§ **Tasks and exercises**
a – In the Dagster asset tutorial below, list every key of the `result` dictionary that the `bronze_nasa_neos` function builds.
b – Rewrite the paragraph of the Dagster asset tutorial that begins "Next, we’ll create our first asset!" as a short bulleted list that keeps its main facts.

Now we can import the resources in our definitions.py file

from dagster import Definitions
from defs.resources import minio_resource, nasa_neows_api

defs = Definitions(
    assets=[],
    resources={"minio": minio_resource, "nasa_neows_api": nasa_neows_api},
)

Next, we’ll create our first asset! We’re going to load the NEO’s every day. For brevity, we’re going ot just shove everything into an assets.py file, but there’s something to be said about reorganizing your partition strategies into other files. First, we’re going to create our partitions bucket. Partitions are really about how you expect your data to be organized in it’s raw form. For the NEOs api, it reports NEOs by Date, so it’s reasonable that we assume partitions in a daily manner. If your data changes once per month (or you only need to refresh it once per month), you could make them monthly! It’s really up to you.

import dagster as dg
from datetime import datetime
from defs.resources import NASANeoWsAPIResource, MinIOResource

# Define daily partitions starting from Jan 1, 2026
daily_partitions = dg.DailyPartitionsDefinition(start_date="2026-01-01")

Onto the asset definition - We’re going to write an aseet that, during it’s execution, calls to the API for the partition’s date (very important so you can re-run old partitions for idempotency) and then write it to our Minio storage account based on our partition strategy (year / month / day)

...
@dg.asset(
    partitions_def=daily_partitions,
    group_name="bronze",
    metadata={
        "source": "nasa_neos_api",
        "entity": "near_earth_objects",
        "description": "Near Earth asteroids approaching Earth for a specific day"
    }
)
def bronze_nasa_neos(
    context: dg.AssetExecutionContext, 
    nasa_neows_api: NASANeoWsAPIResource,
    minio: MinIOResource
) -> dict:
    """
    Fetch near earth object feed from NASA NeoWs API for a specific partition date.
    Returns asteroids approaching Earth on the partition date.
    """
    # Get the partition date
    partition_date = context.partition_key
    
    context.log.info(f"Fetching NEO feed for {partition_date}...")
    
    # Fetch data for the specific date
    data = nasa_neows_api.get_feed(
        start_date=partition_date,
        end_date=partition_date
    )
    
    # Extract objects for this date
    near_earth_objects = data.get('near_earth_objects', {}).get(partition_date, [])
    
    # Count potentially hazardous asteroids
    hazardous_count = sum(1 for obj in near_earth_objects if obj.get('is_potentially_hazardous_asteroid'))
    
    context.log.info(f"Found {len(near_earth_objects)} near earth objects on {partition_date}")
    context.log.info(f"{hazardous_count} are potentially hazardous")
    
    # Prepare result
    result = {
        "partition_date": partition_date,
        "element_count": len(near_earth_objects),
        "potentially_hazardous": hazardous_count,
        "data": near_earth_objects
    }
    
    # Write to MinIO bronze layer
    # Parse partition date for timestamp
    try:
        context.log.info("About to write to MinIO...")

§ **Data extract**
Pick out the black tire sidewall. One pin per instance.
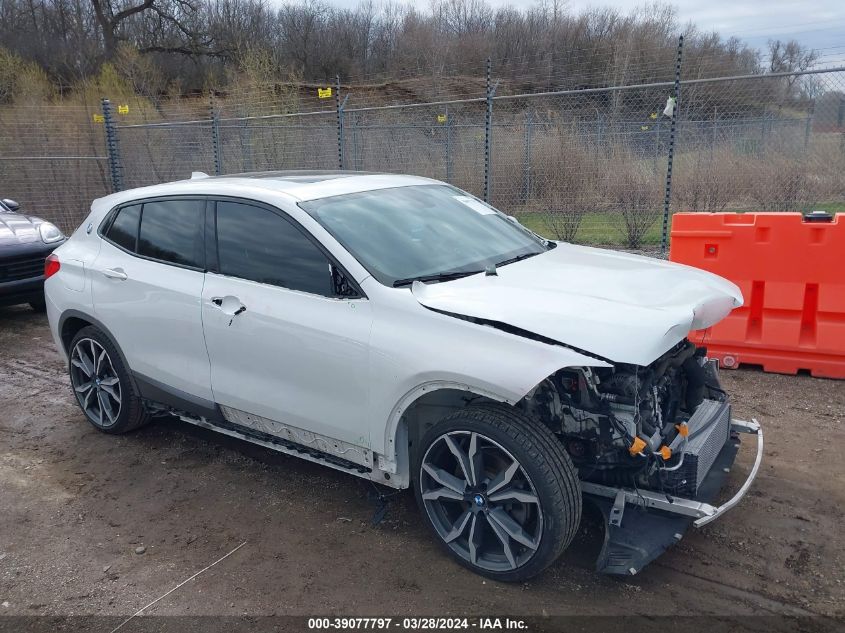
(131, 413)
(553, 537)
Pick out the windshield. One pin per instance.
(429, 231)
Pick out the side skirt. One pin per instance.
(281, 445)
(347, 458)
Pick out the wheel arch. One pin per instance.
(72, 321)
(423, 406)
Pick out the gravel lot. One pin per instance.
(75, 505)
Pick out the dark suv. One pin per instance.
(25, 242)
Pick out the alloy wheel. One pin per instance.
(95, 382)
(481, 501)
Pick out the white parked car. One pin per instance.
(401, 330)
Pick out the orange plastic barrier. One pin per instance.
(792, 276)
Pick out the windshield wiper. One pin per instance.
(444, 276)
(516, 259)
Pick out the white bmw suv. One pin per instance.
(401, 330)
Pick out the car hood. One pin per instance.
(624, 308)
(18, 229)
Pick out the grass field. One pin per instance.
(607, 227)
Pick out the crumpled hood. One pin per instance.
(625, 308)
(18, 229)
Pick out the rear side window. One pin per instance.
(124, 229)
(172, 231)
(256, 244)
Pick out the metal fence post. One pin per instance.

...

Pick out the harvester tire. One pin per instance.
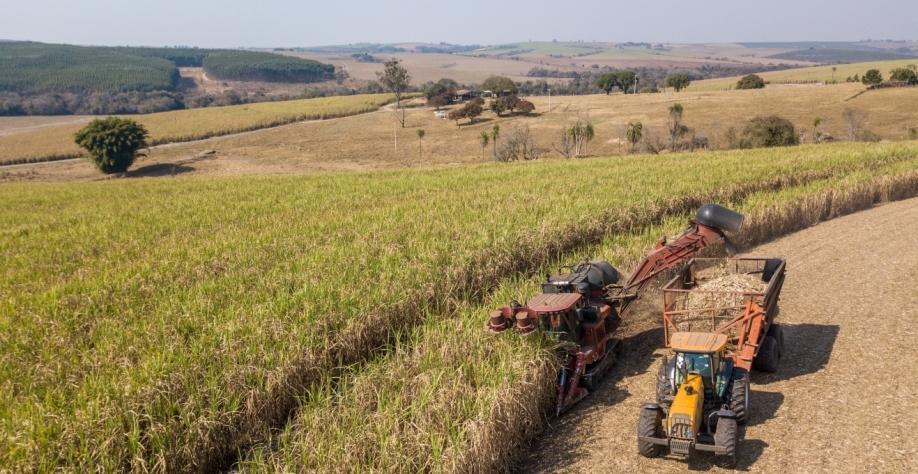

--

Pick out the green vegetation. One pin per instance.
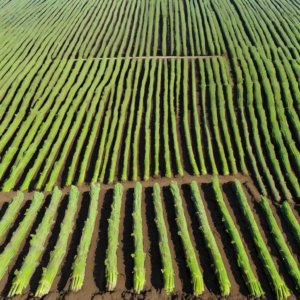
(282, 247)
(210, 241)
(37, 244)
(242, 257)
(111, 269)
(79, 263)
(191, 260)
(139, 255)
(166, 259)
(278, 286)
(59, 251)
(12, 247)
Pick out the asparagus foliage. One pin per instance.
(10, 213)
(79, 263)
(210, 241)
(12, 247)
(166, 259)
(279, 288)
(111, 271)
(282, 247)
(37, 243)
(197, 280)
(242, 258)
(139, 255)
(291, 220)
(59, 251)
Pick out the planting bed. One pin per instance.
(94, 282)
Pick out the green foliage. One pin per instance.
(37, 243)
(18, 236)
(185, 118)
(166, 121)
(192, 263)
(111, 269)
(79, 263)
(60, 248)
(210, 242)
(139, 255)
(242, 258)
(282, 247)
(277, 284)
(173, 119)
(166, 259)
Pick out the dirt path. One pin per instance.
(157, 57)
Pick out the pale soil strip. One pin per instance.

§ **Answers provided**
a –
- partition_date
- element_count
- potentially_hazardous
- data

b –
- The next step is creating the first asset, which loads the NEOs every day.
- For brevity, everything goes into one assets.py file, though partition strategies could be reorganized into other files.
- The first step is creating the partitions bucket.
- Partitions reflect how the data is expected to be organized in its raw form.
- The NEOs API reports NEOs by date, so daily partitions are a reasonable choice.
- Data that changes, or only needs refreshing, once per month could use monthly partitions; the choice is up to the user.